Theme 4 - How did the Universe originate and what is it made of?

Since antiquity, the Earth's inhabitants have observed the sky with curiosity and perspicacity, taking advantage of technological progress to help understand what the Universe is made of. Our present knowledge is the result of centuries of continuous cross-fertilisation between astronomical observations and theoretical constructions.

Successive steps have taken mankind closer and closer to comprehending the complexity, origin and evolution of the Universe: by recognising that we live in a planetary system and that the Earth is orbiting the Sun; by establishing that the Sun is embedded in a spiral galaxy, far from its centre; by demonstrating that the Universe is expanding and later discovering that this expansion is accelerating; and realising from dynamic evidence that most of the matter in the Universe is in an unknown form, called dark matter.

Astronomers have found strong evidence that the Universe underwent a period of very strongly accelerated expansion a splitsecond after the Big Bang, known as inflation. But probably the biggest surprise to astronomers in the past decade has been the discovery that the current Universe has entered another period of acceleration, albeit at a much slower pace. The gravitational effect that would normally attract galaxies to each other is being overwhelmed by an apparent repulsion driving galaxies apart faster and faster.

> **Data provided**:
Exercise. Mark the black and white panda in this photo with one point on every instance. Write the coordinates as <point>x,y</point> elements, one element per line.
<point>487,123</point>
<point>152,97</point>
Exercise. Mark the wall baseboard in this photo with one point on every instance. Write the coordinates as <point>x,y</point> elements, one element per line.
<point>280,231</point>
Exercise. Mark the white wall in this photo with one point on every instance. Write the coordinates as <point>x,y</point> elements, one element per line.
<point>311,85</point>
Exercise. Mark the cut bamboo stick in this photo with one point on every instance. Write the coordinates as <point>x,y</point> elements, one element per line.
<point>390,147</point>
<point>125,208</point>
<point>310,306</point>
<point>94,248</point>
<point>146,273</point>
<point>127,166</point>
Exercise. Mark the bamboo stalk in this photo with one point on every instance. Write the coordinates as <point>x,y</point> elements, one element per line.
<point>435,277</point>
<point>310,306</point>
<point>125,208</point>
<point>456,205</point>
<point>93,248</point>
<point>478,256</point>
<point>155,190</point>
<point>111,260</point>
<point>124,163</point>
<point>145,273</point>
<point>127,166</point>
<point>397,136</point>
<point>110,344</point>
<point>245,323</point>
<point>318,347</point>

> **Challenges**:
**A.** In the passage on the Universe's origin, what name is given to the period of very strongly accelerated expansion shortly after the Big Bang?
**B.** List every step named in the Universe-origin passage, in the sentence beginning "Successive steps have taken mankind", that brought mankind closer to comprehending the Universe.

> **Answers for the exercise**:
**A.** Inflation

**B.**
- Recognising that we live in a planetary system and that the Earth orbits the Sun
- Establishing that the Sun is embedded in a spiral galaxy, far from its center
- Demonstrating that the Universe is expanding, and later discovering that this expansion is accelerating
- Realising from dynamic evidence that most of the matter in the Universe is in an unknown form, called dark matter